Tasks to carry out -
1. In the essay, why did the writer's competitive tricks as a young child never lead to trouble?
2. In the essay, swap "cans" for "bottles" in everything from "When I was really" down to "Suckers. I was 11.".
3. According to the essay, what did the writer's sixth grade group fill the cans with for the school carnival game?

Source document -
□ □ □

When I was really young, the best part about my potentially-overboard competitive nature was that my techniques were typically pretty genius, so I never got in trouble, because my parents and teachers couldn't help but laugh.
Take my sixth grade class project -- everyone had to do a presentation etc. and then create a game for a school carnival. My group didn't just set up a pyramid of cans people knocked over with a tennis ball -- we filled those cans full of cement. Suckers. I was 11.
That sixth grade stunt certainly wasn't my last. But somewhere between vacuuming up paper clips during middle school detention to give my advisor know choice but to let me leave -- and realizing that my strong sense of perseverance could lead me to do more than just piss off my teachers -- I decided it was time to change my tune.
I have always been full of determination -- something I am, and always have been, proud of -- but, as I got older and in to high school, I realized that if I didn't change the way I used that gift, I would end up wasting the opportunities that were waiting for me.

□ □ □

Data rows -

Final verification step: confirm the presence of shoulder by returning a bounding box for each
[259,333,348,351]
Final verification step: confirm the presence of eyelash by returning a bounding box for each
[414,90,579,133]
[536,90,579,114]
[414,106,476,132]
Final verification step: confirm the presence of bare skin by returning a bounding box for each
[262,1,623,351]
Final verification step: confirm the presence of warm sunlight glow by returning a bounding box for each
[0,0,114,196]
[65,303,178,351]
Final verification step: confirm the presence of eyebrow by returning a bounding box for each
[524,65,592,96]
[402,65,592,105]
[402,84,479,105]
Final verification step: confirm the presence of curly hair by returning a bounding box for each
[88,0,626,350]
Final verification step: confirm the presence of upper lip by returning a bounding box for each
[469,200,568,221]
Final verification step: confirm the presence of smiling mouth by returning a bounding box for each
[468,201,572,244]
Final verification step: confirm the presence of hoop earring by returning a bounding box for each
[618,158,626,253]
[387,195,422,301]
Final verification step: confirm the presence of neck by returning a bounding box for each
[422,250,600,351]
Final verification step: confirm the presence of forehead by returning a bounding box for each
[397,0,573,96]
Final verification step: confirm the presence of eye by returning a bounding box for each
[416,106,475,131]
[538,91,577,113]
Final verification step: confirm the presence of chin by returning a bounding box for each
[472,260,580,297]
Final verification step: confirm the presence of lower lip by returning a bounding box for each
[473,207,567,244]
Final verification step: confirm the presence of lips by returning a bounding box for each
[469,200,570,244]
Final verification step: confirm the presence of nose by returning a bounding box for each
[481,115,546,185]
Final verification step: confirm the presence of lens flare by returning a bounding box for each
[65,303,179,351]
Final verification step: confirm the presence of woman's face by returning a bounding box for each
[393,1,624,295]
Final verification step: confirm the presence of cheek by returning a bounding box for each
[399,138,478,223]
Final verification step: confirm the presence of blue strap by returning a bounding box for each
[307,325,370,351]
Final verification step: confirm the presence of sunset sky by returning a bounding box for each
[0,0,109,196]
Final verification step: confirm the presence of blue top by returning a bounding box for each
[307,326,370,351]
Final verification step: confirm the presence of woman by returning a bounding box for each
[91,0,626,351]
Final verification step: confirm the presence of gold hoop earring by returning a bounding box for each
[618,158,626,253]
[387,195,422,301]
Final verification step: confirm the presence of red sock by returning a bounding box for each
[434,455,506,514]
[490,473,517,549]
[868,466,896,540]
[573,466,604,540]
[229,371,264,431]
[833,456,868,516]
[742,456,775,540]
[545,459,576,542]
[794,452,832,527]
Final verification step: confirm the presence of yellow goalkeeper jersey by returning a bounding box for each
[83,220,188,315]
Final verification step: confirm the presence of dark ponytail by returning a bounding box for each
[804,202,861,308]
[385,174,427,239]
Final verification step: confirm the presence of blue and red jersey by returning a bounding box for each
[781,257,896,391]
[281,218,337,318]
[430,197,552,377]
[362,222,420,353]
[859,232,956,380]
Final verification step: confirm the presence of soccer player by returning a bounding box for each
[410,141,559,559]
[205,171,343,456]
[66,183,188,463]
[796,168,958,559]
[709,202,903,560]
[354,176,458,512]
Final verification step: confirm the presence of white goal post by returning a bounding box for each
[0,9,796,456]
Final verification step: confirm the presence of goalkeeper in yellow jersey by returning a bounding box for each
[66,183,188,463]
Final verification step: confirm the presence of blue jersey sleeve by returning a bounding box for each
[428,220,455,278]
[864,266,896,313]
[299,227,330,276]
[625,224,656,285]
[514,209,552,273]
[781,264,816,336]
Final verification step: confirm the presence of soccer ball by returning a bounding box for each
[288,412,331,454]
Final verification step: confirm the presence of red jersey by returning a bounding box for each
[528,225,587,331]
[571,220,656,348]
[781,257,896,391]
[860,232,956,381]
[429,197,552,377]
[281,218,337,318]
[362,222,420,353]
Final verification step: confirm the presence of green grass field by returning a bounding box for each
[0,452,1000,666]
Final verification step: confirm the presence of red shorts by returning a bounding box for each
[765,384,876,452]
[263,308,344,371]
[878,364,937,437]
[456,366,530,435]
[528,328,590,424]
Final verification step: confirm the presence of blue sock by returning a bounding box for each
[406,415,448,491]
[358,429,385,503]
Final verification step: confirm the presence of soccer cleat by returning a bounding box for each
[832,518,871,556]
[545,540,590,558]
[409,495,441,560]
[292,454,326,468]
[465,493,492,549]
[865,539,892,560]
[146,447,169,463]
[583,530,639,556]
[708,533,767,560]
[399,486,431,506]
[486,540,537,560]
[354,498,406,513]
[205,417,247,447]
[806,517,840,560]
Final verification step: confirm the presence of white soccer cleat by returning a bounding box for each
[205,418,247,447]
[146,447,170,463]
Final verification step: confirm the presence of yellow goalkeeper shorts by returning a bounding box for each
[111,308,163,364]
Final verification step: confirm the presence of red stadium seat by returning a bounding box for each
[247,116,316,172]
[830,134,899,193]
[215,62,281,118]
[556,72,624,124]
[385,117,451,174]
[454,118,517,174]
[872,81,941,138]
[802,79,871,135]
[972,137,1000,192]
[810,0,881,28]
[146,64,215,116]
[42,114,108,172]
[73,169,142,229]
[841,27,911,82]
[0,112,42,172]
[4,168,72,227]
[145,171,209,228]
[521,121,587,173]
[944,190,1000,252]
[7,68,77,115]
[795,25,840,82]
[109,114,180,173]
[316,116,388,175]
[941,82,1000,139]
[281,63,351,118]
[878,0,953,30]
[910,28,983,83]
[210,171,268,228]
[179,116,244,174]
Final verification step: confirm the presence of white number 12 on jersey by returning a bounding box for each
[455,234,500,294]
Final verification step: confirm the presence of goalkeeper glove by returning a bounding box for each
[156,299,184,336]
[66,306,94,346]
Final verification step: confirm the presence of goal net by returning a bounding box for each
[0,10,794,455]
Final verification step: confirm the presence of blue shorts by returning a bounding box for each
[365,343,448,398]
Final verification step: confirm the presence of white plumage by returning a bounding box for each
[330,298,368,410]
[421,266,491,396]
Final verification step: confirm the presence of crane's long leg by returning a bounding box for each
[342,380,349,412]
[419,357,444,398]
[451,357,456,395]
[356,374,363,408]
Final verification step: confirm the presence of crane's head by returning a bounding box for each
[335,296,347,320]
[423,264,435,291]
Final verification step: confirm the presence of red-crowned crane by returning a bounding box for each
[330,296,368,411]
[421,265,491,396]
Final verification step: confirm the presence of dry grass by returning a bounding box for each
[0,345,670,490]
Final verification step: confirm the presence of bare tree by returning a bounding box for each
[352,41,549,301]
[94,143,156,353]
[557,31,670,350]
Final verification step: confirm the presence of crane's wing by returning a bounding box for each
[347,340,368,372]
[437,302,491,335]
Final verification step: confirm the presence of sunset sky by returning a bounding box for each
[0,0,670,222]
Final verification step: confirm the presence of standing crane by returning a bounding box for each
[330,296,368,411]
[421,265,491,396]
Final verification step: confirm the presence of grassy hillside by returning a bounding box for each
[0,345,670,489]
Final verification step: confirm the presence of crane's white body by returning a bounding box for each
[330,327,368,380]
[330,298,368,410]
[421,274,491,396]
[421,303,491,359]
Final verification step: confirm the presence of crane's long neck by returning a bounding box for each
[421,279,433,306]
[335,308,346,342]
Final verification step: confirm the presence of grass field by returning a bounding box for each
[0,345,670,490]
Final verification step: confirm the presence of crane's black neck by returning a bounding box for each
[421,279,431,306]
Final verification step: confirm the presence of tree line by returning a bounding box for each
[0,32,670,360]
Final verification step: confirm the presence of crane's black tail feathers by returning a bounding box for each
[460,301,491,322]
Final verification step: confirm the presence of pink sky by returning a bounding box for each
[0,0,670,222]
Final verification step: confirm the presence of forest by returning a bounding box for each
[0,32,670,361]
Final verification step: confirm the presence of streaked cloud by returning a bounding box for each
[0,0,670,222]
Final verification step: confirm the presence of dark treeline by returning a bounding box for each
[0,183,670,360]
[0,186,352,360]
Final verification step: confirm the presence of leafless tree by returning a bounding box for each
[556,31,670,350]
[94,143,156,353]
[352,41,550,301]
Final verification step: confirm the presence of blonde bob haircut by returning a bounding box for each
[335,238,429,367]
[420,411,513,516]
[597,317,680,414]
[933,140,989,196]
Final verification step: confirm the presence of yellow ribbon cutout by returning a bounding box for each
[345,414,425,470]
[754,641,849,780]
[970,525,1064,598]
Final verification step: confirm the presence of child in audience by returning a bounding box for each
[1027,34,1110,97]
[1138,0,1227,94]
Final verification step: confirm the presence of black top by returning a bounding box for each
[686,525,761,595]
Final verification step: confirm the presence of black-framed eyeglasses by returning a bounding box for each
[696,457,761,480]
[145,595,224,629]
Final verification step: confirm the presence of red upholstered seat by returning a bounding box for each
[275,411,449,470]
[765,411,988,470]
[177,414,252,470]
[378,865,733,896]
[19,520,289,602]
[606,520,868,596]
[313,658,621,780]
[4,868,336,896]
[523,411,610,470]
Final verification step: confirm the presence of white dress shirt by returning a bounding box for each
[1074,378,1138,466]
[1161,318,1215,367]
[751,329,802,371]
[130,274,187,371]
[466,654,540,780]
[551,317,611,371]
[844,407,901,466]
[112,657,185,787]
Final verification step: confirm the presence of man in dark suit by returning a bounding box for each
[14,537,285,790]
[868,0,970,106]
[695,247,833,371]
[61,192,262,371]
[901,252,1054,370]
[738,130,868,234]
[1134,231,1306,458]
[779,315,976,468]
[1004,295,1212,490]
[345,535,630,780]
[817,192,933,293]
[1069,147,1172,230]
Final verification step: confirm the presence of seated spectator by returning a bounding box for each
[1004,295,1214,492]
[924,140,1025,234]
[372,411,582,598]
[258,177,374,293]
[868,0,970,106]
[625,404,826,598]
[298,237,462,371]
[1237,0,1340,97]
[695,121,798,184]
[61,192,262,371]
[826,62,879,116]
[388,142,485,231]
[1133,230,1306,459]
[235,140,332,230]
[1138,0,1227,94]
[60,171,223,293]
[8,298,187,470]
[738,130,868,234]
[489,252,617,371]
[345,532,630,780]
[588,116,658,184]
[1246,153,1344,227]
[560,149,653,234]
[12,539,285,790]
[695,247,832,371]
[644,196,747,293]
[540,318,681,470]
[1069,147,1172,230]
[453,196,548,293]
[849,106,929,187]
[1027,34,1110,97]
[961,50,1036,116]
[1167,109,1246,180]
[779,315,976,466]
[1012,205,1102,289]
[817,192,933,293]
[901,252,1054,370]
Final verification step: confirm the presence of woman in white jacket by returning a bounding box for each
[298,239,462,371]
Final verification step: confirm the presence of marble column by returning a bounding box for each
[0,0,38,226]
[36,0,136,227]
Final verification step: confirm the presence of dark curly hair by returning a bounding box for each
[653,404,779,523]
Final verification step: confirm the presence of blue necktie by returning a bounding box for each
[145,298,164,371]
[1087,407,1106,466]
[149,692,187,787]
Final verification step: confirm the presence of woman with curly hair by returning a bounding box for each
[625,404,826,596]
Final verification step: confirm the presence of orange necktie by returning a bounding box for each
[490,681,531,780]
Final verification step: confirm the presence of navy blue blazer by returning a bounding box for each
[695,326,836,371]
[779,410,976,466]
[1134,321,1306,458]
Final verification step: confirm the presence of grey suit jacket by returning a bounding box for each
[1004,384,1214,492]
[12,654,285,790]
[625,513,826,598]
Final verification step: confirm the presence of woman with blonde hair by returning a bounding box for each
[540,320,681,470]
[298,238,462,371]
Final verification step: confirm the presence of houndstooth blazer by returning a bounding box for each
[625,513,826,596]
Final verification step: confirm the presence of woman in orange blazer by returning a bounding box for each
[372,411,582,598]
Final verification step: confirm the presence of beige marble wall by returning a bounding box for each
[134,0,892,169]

□ □ □

Expected responses -
1. The writer's techniques were usually clever enough that parents and teachers couldn't help but laugh, so the writer never got in trouble.

2.
When I was really young, the best part about my potentially-overboard competitive nature was that my techniques were typically pretty genius, so I never got in trouble, because my parents and teachers couldn't help but laugh.
Take my sixth grade class project -- everyone had to do a presentation etc. and then create a game for a school carnival. My group didn't just set up a pyramid of bottles people knocked over with a tennis ball -- we filled those bottles full of cement. Suckers. I was 11.

3. Cement.